--- Raw data Enclosed Below ---

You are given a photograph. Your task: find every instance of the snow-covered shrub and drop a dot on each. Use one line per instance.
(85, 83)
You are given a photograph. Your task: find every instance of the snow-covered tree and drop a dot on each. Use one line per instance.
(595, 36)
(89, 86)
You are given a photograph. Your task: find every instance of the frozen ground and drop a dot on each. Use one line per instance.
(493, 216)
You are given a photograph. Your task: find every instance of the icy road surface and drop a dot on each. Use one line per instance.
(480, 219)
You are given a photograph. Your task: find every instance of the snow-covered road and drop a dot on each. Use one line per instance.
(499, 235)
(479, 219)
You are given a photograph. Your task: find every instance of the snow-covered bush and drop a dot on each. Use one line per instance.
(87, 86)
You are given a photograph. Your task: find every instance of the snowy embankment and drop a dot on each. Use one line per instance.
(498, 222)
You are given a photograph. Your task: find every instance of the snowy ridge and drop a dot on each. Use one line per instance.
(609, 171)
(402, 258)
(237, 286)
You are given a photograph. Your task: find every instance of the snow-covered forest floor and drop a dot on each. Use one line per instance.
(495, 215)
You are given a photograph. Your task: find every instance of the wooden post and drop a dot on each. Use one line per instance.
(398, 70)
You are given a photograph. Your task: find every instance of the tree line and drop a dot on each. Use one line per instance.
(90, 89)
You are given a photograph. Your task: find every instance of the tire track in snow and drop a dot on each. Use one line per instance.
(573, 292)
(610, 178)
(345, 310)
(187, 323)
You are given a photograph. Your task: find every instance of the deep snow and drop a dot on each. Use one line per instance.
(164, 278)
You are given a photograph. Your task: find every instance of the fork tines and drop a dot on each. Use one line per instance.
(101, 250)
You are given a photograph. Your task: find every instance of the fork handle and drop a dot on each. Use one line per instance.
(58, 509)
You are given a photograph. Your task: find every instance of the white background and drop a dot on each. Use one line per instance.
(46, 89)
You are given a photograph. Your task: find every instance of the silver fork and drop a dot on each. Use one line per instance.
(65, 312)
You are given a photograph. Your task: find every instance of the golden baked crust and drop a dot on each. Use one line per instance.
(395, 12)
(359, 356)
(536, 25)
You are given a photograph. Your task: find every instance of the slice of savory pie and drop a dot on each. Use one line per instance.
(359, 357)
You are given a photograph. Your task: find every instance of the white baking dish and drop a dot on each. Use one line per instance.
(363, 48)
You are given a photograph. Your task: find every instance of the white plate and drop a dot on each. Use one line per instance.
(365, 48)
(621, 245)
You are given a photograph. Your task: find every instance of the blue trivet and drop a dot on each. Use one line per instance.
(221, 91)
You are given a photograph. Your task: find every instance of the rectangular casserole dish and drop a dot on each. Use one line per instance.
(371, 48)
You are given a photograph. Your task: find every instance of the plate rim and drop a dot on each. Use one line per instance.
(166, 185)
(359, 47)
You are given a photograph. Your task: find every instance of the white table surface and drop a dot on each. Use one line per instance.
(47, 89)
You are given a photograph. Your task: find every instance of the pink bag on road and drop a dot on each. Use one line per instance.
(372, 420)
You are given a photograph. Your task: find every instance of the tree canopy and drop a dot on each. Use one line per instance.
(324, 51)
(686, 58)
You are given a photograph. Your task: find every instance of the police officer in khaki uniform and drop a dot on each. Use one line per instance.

--- End of Enclosed Raw data ---

Task description:
Each entry above should be retyped exactly, with nothing missed.

Result of the exercise:
You are given a photograph. Your task: find every instance of the snow-covered shrub and drop a dot on each. Use one line per instance.
(85, 83)
You are given a photograph. Your task: find every instance of the snow-covered tree and drop a dot on each. Use one line per instance.
(595, 36)
(89, 86)
You are given a photograph. Your task: find every instance of the frozen ground and drop a dot on each. Use one line per instance.
(493, 216)
You are given a photograph. Your task: find every instance of the icy road surface and drop a dot on each. Use one line per instance.
(480, 219)
You are given a photograph. Your task: find every instance of the snow-covered road and drop a dot on each. Use one line per instance.
(499, 235)
(479, 219)
You are given a photograph. Your task: find every instance of the snow-covered bush and drop a dot on each. Use one line per instance.
(87, 86)
You are given a photograph. Your task: find every instance of the snowy embankment and drop a dot on each. Use one line per instance.
(498, 222)
You are given a photograph. Your task: find every instance of the snowy ridge and drop a dot on each. Use one line per instance.
(609, 171)
(402, 258)
(237, 286)
You are given a photograph. Your task: find every instance of the snow-covered forest floor and drop a dot on each. Use one line per instance.
(495, 215)
You are given a photograph. Your task: find every instance of the wooden post and drop a dot on each. Use one line per instance.
(398, 70)
You are given a photograph. Your task: find every instance of the tree line and drop a dot on each. Use one line per instance.
(90, 89)
You are given a photograph. Your task: find every instance of the tire track in snow and drop a dot on each. Use one line per instance.
(573, 292)
(610, 178)
(345, 310)
(187, 323)
You are given a photograph. Your task: find every instance of the deep snow and drop a dot on each. Use one line per instance.
(164, 278)
You are given a photograph. Your task: find every instance of the fork tines and drop a dot on each. Use one line per instance.
(101, 250)
You are given a photograph. Your task: find every instance of the fork handle and drop a dot on each. Use one line per instance.
(58, 509)
You are given a photograph. Your task: find every instance of the white background and drop a dot on each. Use one line per instance.
(46, 89)
You are given a photograph. Your task: find every instance of the silver fork and drop a dot on each. Use one line per instance.
(65, 312)
You are given a photograph. Your task: find every instance of the golden baked crust and drop a dot on each. Use one line per instance.
(395, 12)
(359, 356)
(536, 25)
You are given a photograph. Your task: find every instance of the slice of savory pie and drop a dot on each. Use one line per instance.
(359, 357)
You are given a photograph. Your task: find every instance of the white baking dish and drop a dot on each. Use one line per instance.
(363, 48)
You are given a photograph. Your task: find every instance of the white plate and drop a dot on each. Use one line per instance.
(365, 48)
(621, 245)
You are given a photograph. Your task: find every instance of the blue trivet and drop a dot on each. Use one line per instance.
(221, 91)
You are given a photograph. Your task: find every instance of the rectangular casserole dish and drop a dot on each. Use one line per instance.
(371, 48)
You are given a photograph. Your task: find every instance of the plate rim and drop a dot on each. Use one line per instance.
(166, 185)
(359, 47)
You are given a photograph. Your task: find every instance of the white table surface and drop a dot on each. Use one line per instance.
(47, 89)
You are given a photograph. Your task: find every instance of the pink bag on road and drop a dot on each. Use one line per instance.
(372, 420)
You are given a photograph. Your task: find every instance of the tree canopy and drop a dot on each. Use one line per instance.
(324, 51)
(686, 58)
You are given a photograph. Your task: find every instance of the police officer in khaki uniform and drop a dot on each. Use one line per instance.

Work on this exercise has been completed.